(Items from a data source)
*** Block opens ***
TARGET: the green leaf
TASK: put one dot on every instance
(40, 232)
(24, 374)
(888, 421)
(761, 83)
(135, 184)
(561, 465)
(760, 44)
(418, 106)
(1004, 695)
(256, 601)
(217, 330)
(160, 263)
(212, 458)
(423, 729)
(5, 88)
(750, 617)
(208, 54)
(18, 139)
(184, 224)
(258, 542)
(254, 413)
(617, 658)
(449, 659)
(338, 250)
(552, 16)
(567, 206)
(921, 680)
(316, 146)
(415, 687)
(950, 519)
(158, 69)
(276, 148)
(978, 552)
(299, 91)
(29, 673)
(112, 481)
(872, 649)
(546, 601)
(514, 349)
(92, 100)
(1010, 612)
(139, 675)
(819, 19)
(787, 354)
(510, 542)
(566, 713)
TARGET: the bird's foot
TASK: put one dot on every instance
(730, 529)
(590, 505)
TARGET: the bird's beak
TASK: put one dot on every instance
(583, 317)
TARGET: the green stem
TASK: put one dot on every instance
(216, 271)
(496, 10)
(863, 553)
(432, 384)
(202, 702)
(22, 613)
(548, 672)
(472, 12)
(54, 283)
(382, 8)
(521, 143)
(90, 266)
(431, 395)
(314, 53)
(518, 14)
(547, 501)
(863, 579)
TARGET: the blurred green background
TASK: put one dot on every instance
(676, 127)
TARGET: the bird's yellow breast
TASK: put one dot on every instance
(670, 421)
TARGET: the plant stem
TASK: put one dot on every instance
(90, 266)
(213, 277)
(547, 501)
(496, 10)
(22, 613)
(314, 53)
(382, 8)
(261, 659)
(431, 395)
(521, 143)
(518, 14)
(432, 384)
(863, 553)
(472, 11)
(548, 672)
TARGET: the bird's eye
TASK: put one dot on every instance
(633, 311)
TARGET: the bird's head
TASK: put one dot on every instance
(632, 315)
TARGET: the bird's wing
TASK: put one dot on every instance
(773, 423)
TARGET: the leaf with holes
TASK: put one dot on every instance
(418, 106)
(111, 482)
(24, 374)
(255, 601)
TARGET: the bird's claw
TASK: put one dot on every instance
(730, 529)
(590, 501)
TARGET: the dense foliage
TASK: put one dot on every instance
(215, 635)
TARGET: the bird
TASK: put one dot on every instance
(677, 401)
*** Block closes ***
*** Block opens ***
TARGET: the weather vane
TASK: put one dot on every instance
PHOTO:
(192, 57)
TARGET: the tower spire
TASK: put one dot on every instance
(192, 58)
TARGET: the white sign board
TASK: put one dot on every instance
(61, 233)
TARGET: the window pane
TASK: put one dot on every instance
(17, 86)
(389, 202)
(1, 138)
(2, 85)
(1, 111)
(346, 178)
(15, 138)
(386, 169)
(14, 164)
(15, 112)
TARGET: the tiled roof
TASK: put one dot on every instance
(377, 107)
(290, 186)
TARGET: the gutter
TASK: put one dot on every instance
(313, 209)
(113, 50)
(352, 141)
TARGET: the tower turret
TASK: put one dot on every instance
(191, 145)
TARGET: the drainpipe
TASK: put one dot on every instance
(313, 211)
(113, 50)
*** Block closes ***
**PROBLEM TO SOLVE**
Across the entries, work out how many lines hold the word "bird". Reply with that number only.

**RESULT OF THIS TASK**
8